Stated exercise: Copy every one of the rows below line for line, keeping each character and number unchanged.

Raw records:
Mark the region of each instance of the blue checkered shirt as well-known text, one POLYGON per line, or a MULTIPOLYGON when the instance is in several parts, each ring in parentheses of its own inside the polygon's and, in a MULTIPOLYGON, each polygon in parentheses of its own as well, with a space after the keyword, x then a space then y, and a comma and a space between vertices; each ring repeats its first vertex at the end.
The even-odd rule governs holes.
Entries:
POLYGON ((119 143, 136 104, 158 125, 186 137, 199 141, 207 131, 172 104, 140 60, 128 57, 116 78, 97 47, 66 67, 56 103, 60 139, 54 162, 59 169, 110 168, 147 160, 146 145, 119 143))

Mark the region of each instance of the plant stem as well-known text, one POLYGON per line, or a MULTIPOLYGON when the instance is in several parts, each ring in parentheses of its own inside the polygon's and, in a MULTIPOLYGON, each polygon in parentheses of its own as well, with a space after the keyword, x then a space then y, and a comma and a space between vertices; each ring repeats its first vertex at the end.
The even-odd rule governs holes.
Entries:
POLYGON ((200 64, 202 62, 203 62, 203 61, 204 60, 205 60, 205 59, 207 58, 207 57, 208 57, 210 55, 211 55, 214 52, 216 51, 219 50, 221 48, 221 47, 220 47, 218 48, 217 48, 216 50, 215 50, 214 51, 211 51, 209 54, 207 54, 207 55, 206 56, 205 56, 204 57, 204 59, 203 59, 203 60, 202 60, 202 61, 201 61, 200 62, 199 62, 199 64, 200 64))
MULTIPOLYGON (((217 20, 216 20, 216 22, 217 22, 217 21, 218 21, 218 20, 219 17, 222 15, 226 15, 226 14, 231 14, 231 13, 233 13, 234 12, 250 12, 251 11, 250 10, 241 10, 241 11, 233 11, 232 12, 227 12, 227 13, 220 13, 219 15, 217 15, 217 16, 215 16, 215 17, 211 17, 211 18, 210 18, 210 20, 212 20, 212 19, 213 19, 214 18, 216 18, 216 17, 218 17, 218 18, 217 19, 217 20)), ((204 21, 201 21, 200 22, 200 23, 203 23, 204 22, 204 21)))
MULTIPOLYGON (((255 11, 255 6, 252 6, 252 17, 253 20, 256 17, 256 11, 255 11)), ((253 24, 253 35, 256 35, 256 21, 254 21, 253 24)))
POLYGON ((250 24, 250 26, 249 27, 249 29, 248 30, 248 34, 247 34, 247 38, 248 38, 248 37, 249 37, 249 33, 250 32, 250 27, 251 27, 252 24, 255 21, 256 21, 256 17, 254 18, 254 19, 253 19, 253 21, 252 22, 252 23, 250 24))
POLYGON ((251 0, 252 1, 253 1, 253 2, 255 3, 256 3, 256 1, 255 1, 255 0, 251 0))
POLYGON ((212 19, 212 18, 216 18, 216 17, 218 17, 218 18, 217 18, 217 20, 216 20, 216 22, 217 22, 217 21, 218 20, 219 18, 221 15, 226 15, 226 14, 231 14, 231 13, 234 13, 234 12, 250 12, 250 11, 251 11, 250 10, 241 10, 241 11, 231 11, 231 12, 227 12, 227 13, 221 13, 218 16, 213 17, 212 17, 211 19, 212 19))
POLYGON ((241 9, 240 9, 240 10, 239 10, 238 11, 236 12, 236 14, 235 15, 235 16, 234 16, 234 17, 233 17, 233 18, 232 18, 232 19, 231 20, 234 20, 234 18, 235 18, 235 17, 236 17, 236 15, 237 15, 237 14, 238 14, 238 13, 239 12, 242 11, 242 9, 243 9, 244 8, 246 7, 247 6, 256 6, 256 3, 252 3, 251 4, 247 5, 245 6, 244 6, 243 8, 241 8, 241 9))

In response:
Mark the region of each instance of the blue checkered shirt as well-known text, one POLYGON per line, or a MULTIPOLYGON when the instance is in several parts, each ring in parentheses of its own inside the polygon's and, in a MULTIPOLYGON, each polygon in parentheses of its own as well, with a space after the keyword, x then a space then y, and a comma and a space between vertices; each ring repeats its first vertex at the end.
The even-odd rule governs holes.
Entries:
POLYGON ((119 143, 136 104, 158 125, 186 137, 199 141, 207 131, 172 104, 140 60, 128 57, 116 78, 97 47, 66 67, 56 103, 60 139, 54 162, 59 169, 110 168, 147 160, 146 145, 119 143))

Mark the region of each instance of the plant stem as well-known text, one POLYGON per line, or a MULTIPOLYGON when the instance is in several parts, each ring in parentheses of its own inside the polygon's and, in a MULTIPOLYGON, each polygon in parentheses of its own as well, with a space after the keyword, x then a space then y, and a comma and a space between vertices; each ring repeats its first vertex at the end.
The even-odd rule governs holes.
Entries:
POLYGON ((200 64, 202 62, 203 62, 203 61, 204 60, 205 60, 205 59, 207 58, 207 57, 208 57, 210 55, 211 55, 214 52, 216 51, 219 50, 221 48, 221 47, 220 47, 218 48, 217 48, 216 50, 215 50, 214 51, 211 51, 209 54, 207 54, 207 55, 206 56, 205 56, 204 57, 204 59, 203 59, 203 60, 202 60, 202 61, 201 61, 200 62, 199 62, 199 64, 200 64))
MULTIPOLYGON (((217 20, 216 20, 216 22, 217 22, 217 21, 218 21, 218 20, 219 17, 222 15, 226 15, 226 14, 231 14, 231 13, 233 13, 234 12, 250 12, 251 11, 250 10, 241 10, 241 11, 233 11, 232 12, 227 12, 227 13, 220 13, 219 15, 217 15, 217 16, 215 16, 215 17, 211 17, 211 18, 210 18, 210 20, 212 20, 212 19, 213 19, 214 18, 216 18, 216 17, 218 17, 218 18, 217 19, 217 20)), ((204 21, 201 21, 200 22, 200 23, 203 23, 204 22, 204 21)))
MULTIPOLYGON (((255 11, 255 6, 252 6, 252 17, 253 20, 256 17, 256 11, 255 11)), ((253 24, 253 35, 256 35, 256 21, 254 21, 253 24)))
POLYGON ((250 24, 250 26, 249 27, 249 29, 248 30, 248 34, 247 34, 247 38, 248 38, 248 37, 249 37, 249 33, 250 32, 250 27, 251 27, 252 24, 255 21, 256 21, 256 17, 254 18, 254 19, 253 19, 253 21, 252 22, 252 23, 250 24))
POLYGON ((251 0, 252 1, 253 1, 253 2, 255 3, 256 3, 256 1, 255 1, 255 0, 251 0))
POLYGON ((212 19, 212 18, 216 18, 216 17, 218 17, 218 18, 217 18, 217 20, 216 20, 216 22, 217 22, 217 21, 218 20, 219 18, 221 15, 226 15, 226 14, 231 14, 231 13, 234 13, 234 12, 250 12, 250 11, 251 11, 250 10, 241 10, 241 11, 231 11, 231 12, 227 12, 227 13, 221 13, 218 16, 213 17, 212 17, 211 19, 212 19))
POLYGON ((241 9, 240 9, 240 10, 239 10, 238 11, 236 12, 236 14, 235 15, 235 16, 234 16, 234 17, 233 17, 233 18, 232 18, 232 19, 231 20, 234 20, 234 18, 235 18, 235 17, 236 17, 236 15, 237 15, 237 14, 238 14, 238 13, 239 12, 242 11, 242 9, 243 9, 244 8, 246 7, 247 6, 256 6, 256 3, 252 3, 251 4, 247 5, 245 6, 244 6, 243 8, 241 8, 241 9))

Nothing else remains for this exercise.